◆ **YOUR TASK**:
Every line with "green" in it should be copied from the data.

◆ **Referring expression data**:
····················

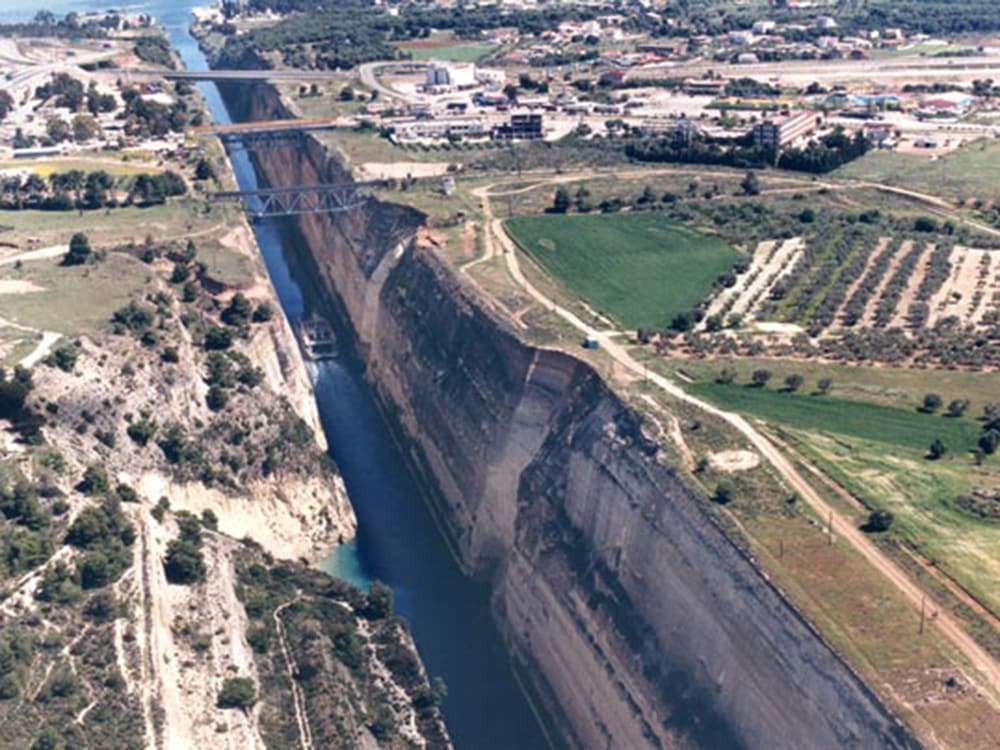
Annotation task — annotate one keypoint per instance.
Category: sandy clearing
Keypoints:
(870, 309)
(400, 170)
(877, 251)
(777, 267)
(957, 296)
(771, 326)
(41, 253)
(985, 665)
(49, 338)
(293, 519)
(735, 460)
(761, 253)
(909, 295)
(18, 286)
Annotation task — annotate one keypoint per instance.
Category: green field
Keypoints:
(887, 386)
(450, 52)
(639, 268)
(884, 424)
(967, 172)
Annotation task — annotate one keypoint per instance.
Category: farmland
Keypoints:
(641, 269)
(898, 427)
(963, 174)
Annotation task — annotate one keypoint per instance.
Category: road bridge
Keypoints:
(235, 76)
(265, 134)
(304, 199)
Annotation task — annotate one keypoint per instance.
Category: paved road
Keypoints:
(986, 666)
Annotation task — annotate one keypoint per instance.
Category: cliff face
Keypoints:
(633, 620)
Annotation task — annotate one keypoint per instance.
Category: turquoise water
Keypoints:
(397, 541)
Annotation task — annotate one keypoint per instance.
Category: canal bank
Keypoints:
(397, 541)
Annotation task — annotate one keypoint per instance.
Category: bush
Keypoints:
(878, 521)
(184, 562)
(237, 692)
(723, 494)
(79, 251)
(931, 403)
(936, 450)
(64, 357)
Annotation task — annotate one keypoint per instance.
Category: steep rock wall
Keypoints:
(633, 620)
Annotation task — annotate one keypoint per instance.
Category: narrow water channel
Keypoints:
(397, 540)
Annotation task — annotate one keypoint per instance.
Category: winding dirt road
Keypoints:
(981, 661)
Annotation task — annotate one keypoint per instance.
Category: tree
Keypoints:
(878, 521)
(726, 375)
(957, 407)
(6, 105)
(79, 250)
(238, 312)
(58, 130)
(380, 601)
(931, 403)
(989, 441)
(750, 184)
(84, 128)
(204, 170)
(237, 692)
(184, 562)
(723, 493)
(794, 381)
(561, 202)
(937, 450)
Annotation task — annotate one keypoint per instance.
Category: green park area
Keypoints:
(905, 428)
(641, 269)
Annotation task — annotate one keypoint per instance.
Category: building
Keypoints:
(778, 133)
(451, 76)
(705, 87)
(449, 127)
(522, 127)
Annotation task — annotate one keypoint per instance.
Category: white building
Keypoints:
(450, 76)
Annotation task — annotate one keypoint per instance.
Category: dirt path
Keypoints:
(301, 717)
(873, 302)
(49, 338)
(909, 295)
(986, 666)
(41, 253)
(875, 254)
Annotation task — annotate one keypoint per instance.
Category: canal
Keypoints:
(397, 540)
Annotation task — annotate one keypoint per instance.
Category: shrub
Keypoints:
(878, 521)
(723, 493)
(79, 251)
(64, 357)
(184, 562)
(237, 692)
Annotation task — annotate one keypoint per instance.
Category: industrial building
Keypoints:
(450, 76)
(521, 127)
(779, 132)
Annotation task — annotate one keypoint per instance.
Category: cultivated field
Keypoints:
(640, 268)
(902, 428)
(966, 173)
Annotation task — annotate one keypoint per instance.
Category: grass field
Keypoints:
(886, 386)
(884, 424)
(968, 172)
(46, 167)
(73, 300)
(920, 493)
(641, 269)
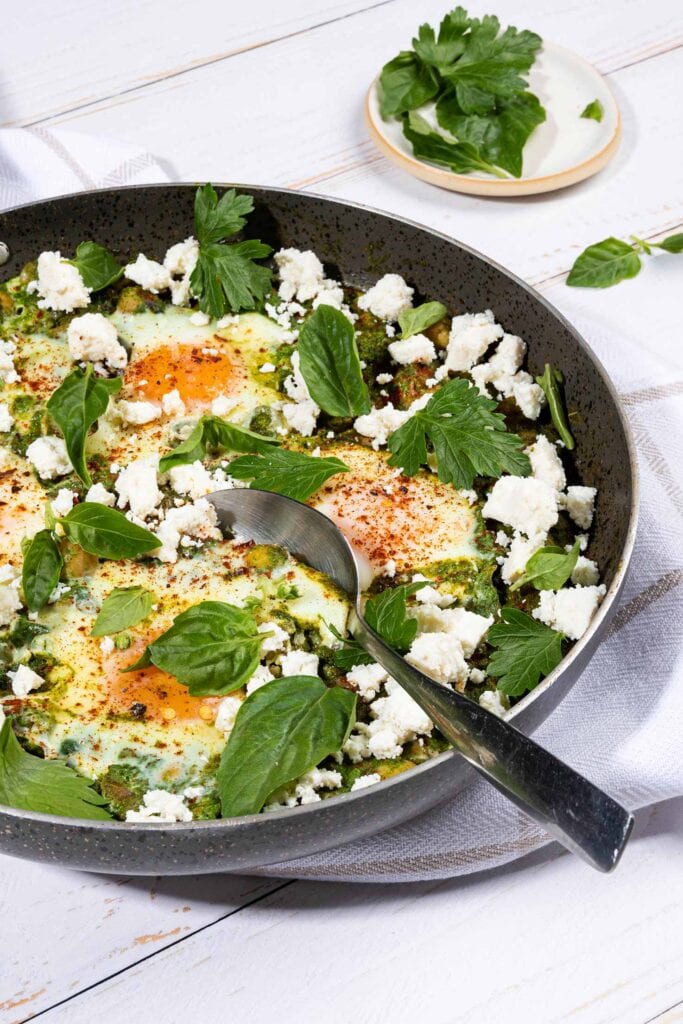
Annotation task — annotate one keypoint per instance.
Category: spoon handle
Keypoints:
(570, 808)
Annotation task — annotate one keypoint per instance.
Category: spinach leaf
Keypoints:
(41, 569)
(330, 364)
(105, 532)
(282, 730)
(46, 785)
(213, 647)
(124, 607)
(418, 320)
(80, 399)
(291, 473)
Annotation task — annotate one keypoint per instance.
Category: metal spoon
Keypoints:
(573, 811)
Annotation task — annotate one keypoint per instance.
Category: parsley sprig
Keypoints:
(226, 276)
(468, 438)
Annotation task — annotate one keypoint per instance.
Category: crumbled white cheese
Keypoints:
(568, 610)
(136, 414)
(586, 572)
(48, 456)
(364, 781)
(92, 338)
(7, 372)
(388, 298)
(493, 700)
(368, 679)
(172, 404)
(191, 478)
(299, 663)
(226, 714)
(148, 274)
(159, 805)
(6, 420)
(470, 336)
(274, 642)
(137, 488)
(580, 503)
(546, 463)
(439, 655)
(198, 521)
(24, 680)
(59, 285)
(63, 503)
(99, 494)
(523, 503)
(417, 348)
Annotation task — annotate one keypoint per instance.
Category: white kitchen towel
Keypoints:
(622, 723)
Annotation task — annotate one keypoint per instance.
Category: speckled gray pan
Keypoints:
(357, 245)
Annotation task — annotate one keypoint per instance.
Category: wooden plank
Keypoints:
(545, 940)
(82, 52)
(66, 930)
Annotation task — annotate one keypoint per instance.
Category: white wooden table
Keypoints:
(268, 92)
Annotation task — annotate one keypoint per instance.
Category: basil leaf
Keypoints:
(41, 569)
(124, 607)
(674, 244)
(212, 432)
(604, 264)
(291, 473)
(548, 568)
(386, 613)
(46, 785)
(526, 651)
(212, 648)
(79, 400)
(404, 84)
(282, 730)
(430, 145)
(105, 532)
(468, 436)
(330, 364)
(593, 111)
(96, 265)
(418, 320)
(550, 382)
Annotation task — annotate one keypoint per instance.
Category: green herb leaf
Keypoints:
(213, 433)
(124, 607)
(550, 382)
(418, 320)
(48, 786)
(604, 264)
(468, 436)
(41, 569)
(593, 111)
(212, 648)
(526, 651)
(674, 244)
(404, 84)
(291, 473)
(330, 364)
(282, 730)
(500, 136)
(430, 145)
(96, 265)
(80, 399)
(386, 613)
(105, 532)
(548, 568)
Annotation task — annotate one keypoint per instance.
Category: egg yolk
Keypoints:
(165, 699)
(199, 373)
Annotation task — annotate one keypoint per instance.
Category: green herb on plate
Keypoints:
(282, 730)
(526, 650)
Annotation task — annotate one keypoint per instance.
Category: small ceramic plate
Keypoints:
(565, 148)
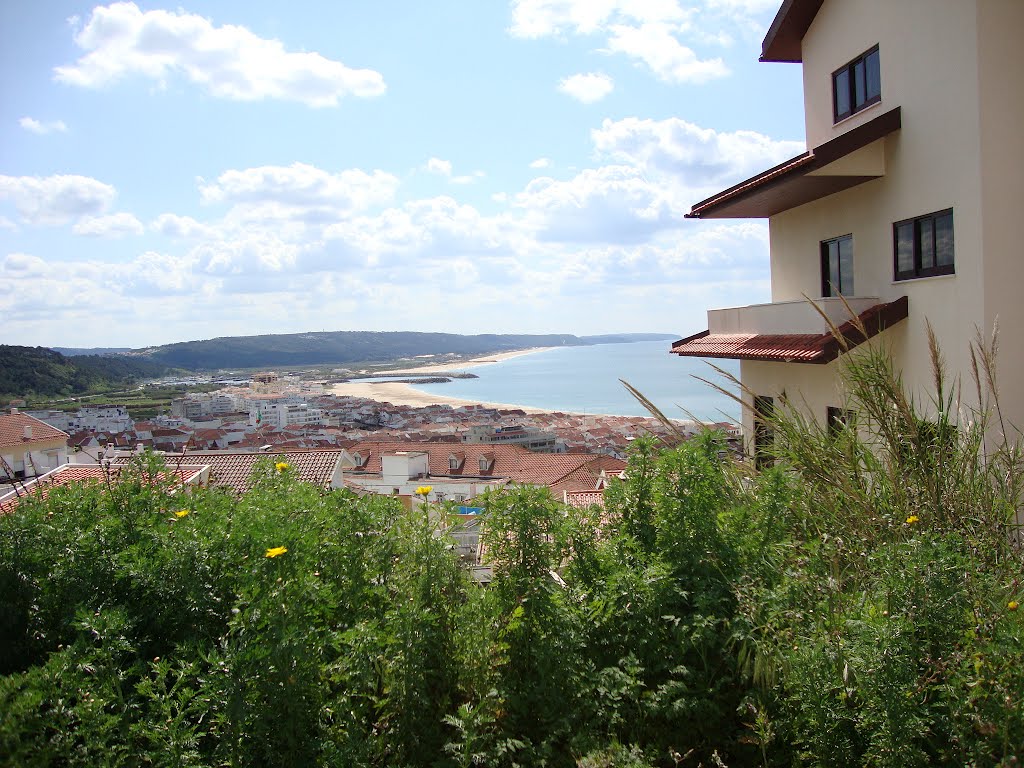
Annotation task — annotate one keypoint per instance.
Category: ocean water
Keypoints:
(587, 380)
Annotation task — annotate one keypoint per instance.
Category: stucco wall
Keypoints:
(930, 68)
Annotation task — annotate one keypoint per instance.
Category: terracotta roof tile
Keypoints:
(816, 348)
(513, 462)
(235, 470)
(12, 428)
(71, 474)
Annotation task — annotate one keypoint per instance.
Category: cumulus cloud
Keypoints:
(657, 34)
(288, 200)
(40, 128)
(228, 61)
(182, 227)
(301, 184)
(657, 46)
(438, 166)
(696, 158)
(609, 204)
(537, 18)
(114, 225)
(588, 88)
(55, 200)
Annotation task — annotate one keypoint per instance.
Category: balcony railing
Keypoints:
(787, 316)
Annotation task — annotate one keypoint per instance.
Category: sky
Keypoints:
(241, 167)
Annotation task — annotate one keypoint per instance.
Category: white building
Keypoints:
(279, 414)
(905, 204)
(102, 419)
(514, 434)
(29, 446)
(404, 471)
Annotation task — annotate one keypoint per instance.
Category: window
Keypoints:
(924, 247)
(764, 435)
(837, 266)
(856, 85)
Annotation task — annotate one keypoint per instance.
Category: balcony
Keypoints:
(785, 317)
(793, 331)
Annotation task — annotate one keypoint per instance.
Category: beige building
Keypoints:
(904, 204)
(29, 446)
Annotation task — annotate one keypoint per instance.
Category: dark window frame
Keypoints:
(830, 288)
(926, 250)
(845, 82)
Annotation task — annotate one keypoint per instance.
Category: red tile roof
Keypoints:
(71, 474)
(817, 348)
(559, 471)
(584, 499)
(235, 470)
(12, 428)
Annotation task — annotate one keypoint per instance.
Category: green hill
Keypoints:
(38, 371)
(343, 347)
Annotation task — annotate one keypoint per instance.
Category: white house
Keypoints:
(905, 202)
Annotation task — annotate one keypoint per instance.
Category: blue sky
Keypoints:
(176, 172)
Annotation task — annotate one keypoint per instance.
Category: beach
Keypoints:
(403, 394)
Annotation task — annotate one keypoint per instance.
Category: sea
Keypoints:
(586, 380)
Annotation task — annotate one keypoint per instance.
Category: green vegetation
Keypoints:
(854, 605)
(347, 347)
(29, 372)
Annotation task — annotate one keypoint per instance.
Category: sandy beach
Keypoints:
(403, 394)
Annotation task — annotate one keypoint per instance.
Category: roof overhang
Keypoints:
(783, 41)
(812, 348)
(839, 164)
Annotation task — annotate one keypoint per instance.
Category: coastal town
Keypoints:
(333, 439)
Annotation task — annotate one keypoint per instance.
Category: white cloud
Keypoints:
(114, 225)
(468, 178)
(184, 227)
(657, 34)
(658, 47)
(55, 200)
(35, 126)
(438, 166)
(228, 61)
(299, 192)
(588, 88)
(537, 18)
(612, 204)
(701, 160)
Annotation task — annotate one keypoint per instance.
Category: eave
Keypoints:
(806, 177)
(810, 348)
(784, 38)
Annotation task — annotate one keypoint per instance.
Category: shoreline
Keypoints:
(404, 394)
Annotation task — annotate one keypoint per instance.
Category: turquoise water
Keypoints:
(586, 380)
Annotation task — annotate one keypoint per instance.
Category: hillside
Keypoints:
(37, 371)
(348, 346)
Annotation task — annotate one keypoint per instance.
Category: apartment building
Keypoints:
(904, 204)
(29, 446)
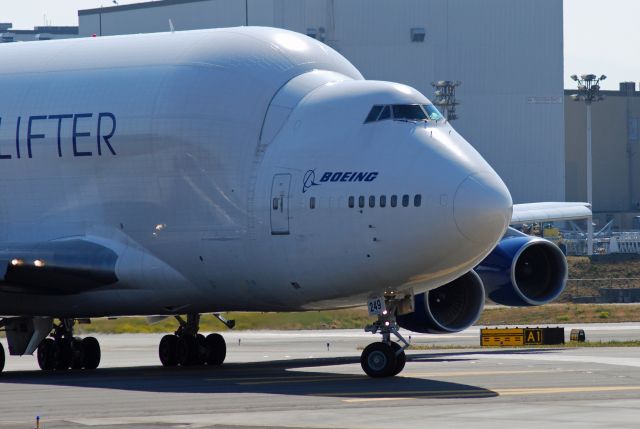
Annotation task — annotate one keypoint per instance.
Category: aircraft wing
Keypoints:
(56, 267)
(548, 212)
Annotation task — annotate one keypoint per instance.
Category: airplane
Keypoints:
(243, 169)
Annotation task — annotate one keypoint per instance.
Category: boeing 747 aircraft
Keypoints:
(242, 169)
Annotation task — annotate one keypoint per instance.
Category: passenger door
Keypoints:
(280, 204)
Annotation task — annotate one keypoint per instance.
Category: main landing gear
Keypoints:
(64, 351)
(385, 358)
(187, 347)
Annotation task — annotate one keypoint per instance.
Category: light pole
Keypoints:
(589, 92)
(445, 92)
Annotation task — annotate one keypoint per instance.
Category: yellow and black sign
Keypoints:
(509, 337)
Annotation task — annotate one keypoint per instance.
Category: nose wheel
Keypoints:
(186, 347)
(385, 358)
(64, 351)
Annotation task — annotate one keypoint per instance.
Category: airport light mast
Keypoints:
(589, 92)
(445, 92)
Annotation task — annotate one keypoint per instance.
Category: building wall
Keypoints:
(511, 71)
(616, 161)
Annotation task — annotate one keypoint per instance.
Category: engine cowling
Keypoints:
(450, 308)
(523, 271)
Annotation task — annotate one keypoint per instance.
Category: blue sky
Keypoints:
(599, 37)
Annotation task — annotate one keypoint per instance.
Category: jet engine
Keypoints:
(452, 307)
(523, 271)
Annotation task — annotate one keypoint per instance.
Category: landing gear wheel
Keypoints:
(77, 354)
(63, 355)
(378, 360)
(216, 349)
(201, 350)
(47, 354)
(168, 350)
(401, 359)
(92, 355)
(187, 350)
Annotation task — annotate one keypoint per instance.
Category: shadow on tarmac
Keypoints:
(283, 377)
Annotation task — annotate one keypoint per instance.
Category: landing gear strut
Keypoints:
(64, 351)
(187, 347)
(385, 358)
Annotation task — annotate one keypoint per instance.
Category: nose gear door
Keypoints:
(280, 204)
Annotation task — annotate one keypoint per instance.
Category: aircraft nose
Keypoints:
(482, 207)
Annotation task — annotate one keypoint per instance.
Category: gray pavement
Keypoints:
(292, 380)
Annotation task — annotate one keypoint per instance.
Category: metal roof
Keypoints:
(146, 5)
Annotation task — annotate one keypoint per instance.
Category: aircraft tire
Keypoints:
(77, 354)
(2, 357)
(378, 360)
(47, 354)
(63, 355)
(401, 359)
(216, 349)
(92, 353)
(168, 350)
(201, 350)
(187, 350)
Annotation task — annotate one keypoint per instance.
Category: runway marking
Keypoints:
(468, 373)
(378, 399)
(518, 391)
(292, 378)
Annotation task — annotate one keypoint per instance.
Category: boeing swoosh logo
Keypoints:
(309, 180)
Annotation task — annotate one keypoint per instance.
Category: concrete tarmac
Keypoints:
(313, 379)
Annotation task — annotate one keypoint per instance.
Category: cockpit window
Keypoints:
(404, 112)
(409, 112)
(373, 114)
(433, 112)
(385, 114)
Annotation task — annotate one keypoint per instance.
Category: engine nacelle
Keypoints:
(449, 308)
(523, 271)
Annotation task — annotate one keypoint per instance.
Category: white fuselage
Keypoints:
(220, 164)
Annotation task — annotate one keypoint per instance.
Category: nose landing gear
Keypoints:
(385, 358)
(187, 347)
(63, 351)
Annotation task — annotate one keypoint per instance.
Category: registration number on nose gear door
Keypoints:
(376, 305)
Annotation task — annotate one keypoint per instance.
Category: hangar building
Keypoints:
(615, 125)
(508, 54)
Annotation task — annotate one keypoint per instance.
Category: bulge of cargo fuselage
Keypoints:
(336, 161)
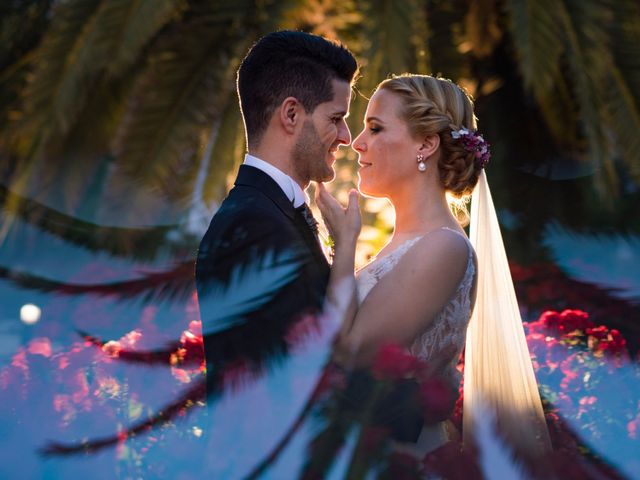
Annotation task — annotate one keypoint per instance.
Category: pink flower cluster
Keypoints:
(474, 143)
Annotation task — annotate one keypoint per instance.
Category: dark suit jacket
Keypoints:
(247, 304)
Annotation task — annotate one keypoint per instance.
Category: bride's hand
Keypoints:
(344, 224)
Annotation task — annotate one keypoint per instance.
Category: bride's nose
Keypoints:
(358, 144)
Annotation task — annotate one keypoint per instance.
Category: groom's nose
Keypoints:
(344, 135)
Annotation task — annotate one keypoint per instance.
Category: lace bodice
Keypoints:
(446, 334)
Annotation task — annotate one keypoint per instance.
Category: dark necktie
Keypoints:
(305, 212)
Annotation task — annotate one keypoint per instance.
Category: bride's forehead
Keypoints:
(382, 103)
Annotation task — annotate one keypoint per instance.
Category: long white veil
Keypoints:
(498, 371)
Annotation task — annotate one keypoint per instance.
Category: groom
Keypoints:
(260, 266)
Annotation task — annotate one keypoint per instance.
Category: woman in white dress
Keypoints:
(420, 148)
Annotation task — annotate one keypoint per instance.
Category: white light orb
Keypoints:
(30, 313)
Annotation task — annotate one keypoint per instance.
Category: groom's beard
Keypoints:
(310, 156)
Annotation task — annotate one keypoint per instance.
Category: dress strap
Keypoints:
(470, 247)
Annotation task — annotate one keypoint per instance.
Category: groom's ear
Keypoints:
(290, 114)
(430, 144)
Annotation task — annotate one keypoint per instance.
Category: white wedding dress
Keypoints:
(444, 336)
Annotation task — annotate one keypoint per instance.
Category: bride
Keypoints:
(420, 148)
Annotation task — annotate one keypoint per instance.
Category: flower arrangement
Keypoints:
(91, 385)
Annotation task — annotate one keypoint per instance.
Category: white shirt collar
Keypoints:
(289, 186)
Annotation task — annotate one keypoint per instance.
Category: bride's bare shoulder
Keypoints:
(439, 250)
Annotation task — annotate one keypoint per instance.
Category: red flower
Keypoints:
(565, 322)
(40, 346)
(393, 362)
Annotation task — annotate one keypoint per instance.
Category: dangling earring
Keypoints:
(421, 165)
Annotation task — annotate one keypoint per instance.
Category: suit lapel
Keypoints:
(254, 177)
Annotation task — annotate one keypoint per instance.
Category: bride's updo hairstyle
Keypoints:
(434, 105)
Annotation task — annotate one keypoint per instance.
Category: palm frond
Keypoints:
(226, 153)
(139, 243)
(224, 304)
(175, 99)
(588, 58)
(481, 27)
(446, 38)
(538, 40)
(623, 115)
(174, 284)
(188, 399)
(143, 20)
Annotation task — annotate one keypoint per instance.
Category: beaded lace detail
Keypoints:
(446, 334)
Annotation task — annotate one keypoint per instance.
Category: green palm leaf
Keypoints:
(144, 18)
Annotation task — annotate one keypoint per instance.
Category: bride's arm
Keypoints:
(408, 298)
(344, 226)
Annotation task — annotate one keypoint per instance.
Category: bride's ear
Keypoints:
(430, 144)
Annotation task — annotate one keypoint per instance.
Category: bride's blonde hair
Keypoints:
(433, 105)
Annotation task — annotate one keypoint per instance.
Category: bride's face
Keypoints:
(386, 150)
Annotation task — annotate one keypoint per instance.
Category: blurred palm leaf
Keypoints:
(551, 35)
(172, 285)
(81, 43)
(139, 243)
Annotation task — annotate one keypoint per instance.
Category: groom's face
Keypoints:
(322, 132)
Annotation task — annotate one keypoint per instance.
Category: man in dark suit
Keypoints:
(260, 267)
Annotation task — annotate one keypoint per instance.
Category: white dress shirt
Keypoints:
(289, 186)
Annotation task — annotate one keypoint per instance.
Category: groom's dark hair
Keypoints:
(289, 64)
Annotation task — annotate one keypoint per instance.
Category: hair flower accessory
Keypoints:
(473, 143)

····················

◆ **RESPONSE AREA**:
Category: green field
Category: green park area
Category: green herb leaf
Category: green herb on plate
Category: green hill
Category: green vegetation
Category: green palm leaf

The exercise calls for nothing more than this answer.